_CHALLENGE_.
Reproduce word for word the part of the Step Functions retry thread between "Need to understand" and "be applied exponentially.", inclusive.

Search code examples
aws-step-functions

Need to understand step function retry mechanism


May be this can be answered quickly. I am working on adding a retry mechanism in step functions. I want to keep retrying the failed activity for 24 hours at a interval of 1 hour or so.

I was going thorough the "Retrying after an error" section here: https://docs.aws.amazon.com/step-functions/latest/dg/concepts-error-handling.html It says that "The multiplier by which the retry interval increases during each attempt (2.0 by default)." And also given example of 1st retry after 3 secs and next retry after 4.5 secs because, BackoffRate is 1.5.

So is this not exponential backoff? Because, on the same page, under "Handling a failure using Retry" section, it says the backoff will be applied exponentially.


Solution

  • Here is how interval between retry works:

    Interval = IntervalSeconds*(BackoffRate)^(attempt-1)

    So for this config:

          "Retry": [
            {
              "ErrorEquals": ["States.ALL"],
              "BackoffRate": 2,
              "IntervalSeconds": 6,
              "MaxAttempts": 6
            }
          ]
    

    We have these intervals:

    attempt.      interval
    ---------------------------
    1             6*(2^0)  =  6
    2             6*(2^1)  =  12
    3             6*(2^2)  =  24

_DATA SUPPLIED_.
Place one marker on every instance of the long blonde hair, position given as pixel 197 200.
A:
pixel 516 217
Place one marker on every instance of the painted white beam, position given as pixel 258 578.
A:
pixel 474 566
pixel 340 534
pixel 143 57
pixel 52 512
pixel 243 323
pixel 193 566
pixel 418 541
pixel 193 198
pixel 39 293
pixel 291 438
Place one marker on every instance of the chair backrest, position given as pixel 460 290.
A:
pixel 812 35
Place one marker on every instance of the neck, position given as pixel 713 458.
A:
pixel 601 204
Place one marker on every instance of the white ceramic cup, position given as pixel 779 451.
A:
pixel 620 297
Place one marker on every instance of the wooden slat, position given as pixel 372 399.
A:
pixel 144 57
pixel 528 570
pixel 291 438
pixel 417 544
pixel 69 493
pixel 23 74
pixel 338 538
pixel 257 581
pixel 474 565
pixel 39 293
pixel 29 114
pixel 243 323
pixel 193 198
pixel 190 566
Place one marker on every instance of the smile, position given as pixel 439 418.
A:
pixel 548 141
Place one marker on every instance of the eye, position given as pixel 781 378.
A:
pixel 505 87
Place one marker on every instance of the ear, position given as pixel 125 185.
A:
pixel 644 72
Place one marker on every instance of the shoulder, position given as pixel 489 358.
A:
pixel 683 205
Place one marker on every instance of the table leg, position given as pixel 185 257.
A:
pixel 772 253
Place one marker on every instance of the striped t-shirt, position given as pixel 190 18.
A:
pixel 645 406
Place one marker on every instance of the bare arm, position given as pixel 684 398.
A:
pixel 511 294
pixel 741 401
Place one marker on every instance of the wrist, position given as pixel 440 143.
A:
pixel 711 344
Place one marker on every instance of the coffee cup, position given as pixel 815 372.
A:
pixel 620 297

_ANSWER TO THE EXERCISE_.
Need to understand step function retry mechanism


May be this can be answered quickly. I am working on adding a retry mechanism in step functions. I want to keep retrying the failed activity for 24 hours at a interval of 1 hour or so.

I was going thorough the "Retrying after an error" section here: https://docs.aws.amazon.com/step-functions/latest/dg/concepts-error-handling.html It says that "The multiplier by which the retry interval increases during each attempt (2.0 by default)." And also given example of 1st retry after 3 secs and next retry after 4.5 secs because, BackoffRate is 1.5.

So is this not exponential backoff? Because, on the same page, under "Handling a failure using Retry" section, it says the backoff will be applied exponentially.